═════ Исходный отрывок
Оставались не отправленными человек 25–30 джигитов, когда я заболел испанкой. В это время ко мне приехал из Киева корнет Абду-Захидов, молодой офицер Текинского полка, родом из Самарканда. В начале войны он попал во время атаки в плен к немцам. Во время революции, вернувшись в Россию, остался в Киеве, где впоследствии попал телохранителем к гетману Скоропадскому и с ним вместе ездил к Вильгельму. Портрет его можно видеть в книге генерала Деникина на странице 34 тома третьего, где изображен гетман Скоропадский в германской главной квартире.

Я принял Абду-Захидова в постели. Он заявил мне, что ротмистр Натензон сейчас находится на службе у гетмана в качестве начальника конвоя. У него есть несколько человек джигитов, и он просит, чтобы я ему прислал всех находившихся в то время у меня джигитов для устройства их у гетмана. Выслушав Абду-Захидова, я ответил:

– Вот что, корнет! Передайте, пожалуйста, ротмистру Натензону следующее: если он, ротмистр Натензон, все тот же, каким я знал его в Могилеве, то пусть бросит службу гетману, немецкому ставленнику, и перейдет сюда, в ряды Добровольческой армии. Это будет лучше и честнее, чем работа с немцами, – разрушителями нашей родины. Текинцы служили одному Великому бояру, он умер и умер конвой. Ни я, ни текинцы ни к кому больше служить в конвой не пойдем. Я сейчас занят отправлением джигитов домой! – закончил я.

Перед взятием Тихорецкой Добровольческой армией генерал Алексеев был приглашен к Абрамовым обедать, где в этот день присутствовал и я. После обеда генерал Алексеев любезно расспрашивал меня о туркменах и об их жизни. Я доложил ему, что они по два, по три человека едут в Ахал.

После обеда я проводил генерала домой. Прошло несколько дней. Ко мне пришел сын генерала Алексеева, Николай Михайлович, с просьбой дать ему несколько джигитов для сопровождения отца в Торговую, а потом в Тихорецкую.
══════════
═════ Предоставленные материалы
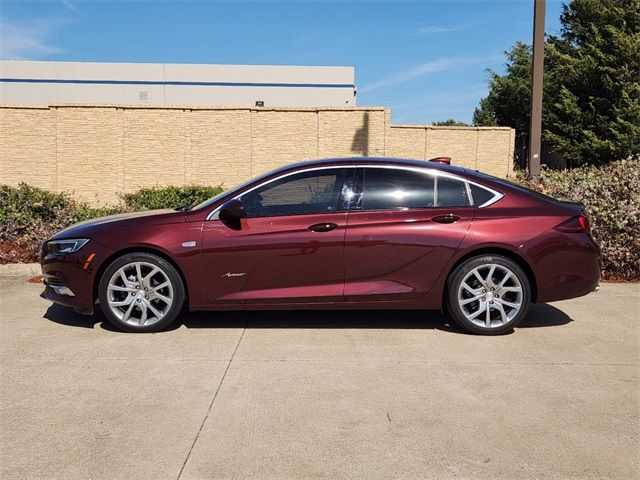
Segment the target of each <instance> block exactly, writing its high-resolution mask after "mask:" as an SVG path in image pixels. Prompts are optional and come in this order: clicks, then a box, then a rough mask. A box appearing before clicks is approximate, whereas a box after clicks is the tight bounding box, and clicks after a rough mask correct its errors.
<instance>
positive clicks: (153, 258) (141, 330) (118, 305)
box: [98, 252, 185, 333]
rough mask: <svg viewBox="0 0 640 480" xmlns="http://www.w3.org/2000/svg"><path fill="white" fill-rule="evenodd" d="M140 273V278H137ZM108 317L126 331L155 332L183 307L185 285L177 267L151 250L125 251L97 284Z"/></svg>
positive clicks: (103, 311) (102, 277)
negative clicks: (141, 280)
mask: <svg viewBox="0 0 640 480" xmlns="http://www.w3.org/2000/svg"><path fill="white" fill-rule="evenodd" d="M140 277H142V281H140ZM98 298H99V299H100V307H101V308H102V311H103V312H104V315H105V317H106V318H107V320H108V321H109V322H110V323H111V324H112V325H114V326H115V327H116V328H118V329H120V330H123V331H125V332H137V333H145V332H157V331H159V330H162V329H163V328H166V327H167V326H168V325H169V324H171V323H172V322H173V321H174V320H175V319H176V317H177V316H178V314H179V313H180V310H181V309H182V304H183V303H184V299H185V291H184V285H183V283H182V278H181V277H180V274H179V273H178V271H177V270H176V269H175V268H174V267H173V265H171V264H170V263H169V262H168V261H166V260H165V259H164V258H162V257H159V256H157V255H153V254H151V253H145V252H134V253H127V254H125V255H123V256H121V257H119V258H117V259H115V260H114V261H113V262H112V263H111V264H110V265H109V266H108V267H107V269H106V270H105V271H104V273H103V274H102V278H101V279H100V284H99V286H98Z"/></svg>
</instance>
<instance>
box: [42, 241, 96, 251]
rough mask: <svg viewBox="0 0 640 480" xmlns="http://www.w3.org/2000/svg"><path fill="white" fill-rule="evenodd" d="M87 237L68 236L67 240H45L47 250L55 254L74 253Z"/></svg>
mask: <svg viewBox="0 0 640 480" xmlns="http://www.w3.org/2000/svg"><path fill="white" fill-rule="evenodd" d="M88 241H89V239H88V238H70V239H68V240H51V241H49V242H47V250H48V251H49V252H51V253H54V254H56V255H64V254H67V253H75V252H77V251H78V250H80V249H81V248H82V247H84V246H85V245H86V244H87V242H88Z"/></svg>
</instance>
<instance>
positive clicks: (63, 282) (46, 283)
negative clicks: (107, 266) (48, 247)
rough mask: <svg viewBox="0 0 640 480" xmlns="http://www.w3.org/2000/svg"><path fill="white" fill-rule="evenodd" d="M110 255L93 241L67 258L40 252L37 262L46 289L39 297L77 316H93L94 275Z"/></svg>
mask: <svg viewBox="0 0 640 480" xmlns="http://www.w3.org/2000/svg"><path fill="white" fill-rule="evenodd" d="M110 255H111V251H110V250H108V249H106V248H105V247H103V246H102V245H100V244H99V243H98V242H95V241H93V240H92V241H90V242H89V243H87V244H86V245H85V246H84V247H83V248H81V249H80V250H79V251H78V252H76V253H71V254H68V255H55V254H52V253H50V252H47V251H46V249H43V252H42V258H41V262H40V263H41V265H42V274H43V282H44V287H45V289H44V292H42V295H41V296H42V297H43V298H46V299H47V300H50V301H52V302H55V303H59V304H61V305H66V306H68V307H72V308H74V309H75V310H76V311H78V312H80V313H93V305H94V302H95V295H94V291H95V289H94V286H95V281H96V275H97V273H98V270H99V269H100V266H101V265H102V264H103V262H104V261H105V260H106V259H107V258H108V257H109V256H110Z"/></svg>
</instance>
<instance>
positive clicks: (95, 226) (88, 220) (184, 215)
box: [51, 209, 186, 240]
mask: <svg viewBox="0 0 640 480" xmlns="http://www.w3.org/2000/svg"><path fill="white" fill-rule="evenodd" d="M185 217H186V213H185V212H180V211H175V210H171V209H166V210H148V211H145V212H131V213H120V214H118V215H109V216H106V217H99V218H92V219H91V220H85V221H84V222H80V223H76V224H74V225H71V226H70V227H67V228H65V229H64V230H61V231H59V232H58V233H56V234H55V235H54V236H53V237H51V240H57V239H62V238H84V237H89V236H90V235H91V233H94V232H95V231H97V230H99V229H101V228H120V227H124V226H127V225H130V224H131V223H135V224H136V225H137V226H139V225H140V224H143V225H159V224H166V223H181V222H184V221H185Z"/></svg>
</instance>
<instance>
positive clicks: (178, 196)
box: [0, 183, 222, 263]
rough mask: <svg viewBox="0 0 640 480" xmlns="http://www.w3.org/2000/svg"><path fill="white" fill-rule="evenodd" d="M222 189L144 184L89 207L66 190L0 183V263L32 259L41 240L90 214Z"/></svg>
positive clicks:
══════════
Формулировка задания: В какой должности, согласно исходному отрывку, служил у гетмана ротмистр Натензон?

Письменное решение: Начальником конвоя.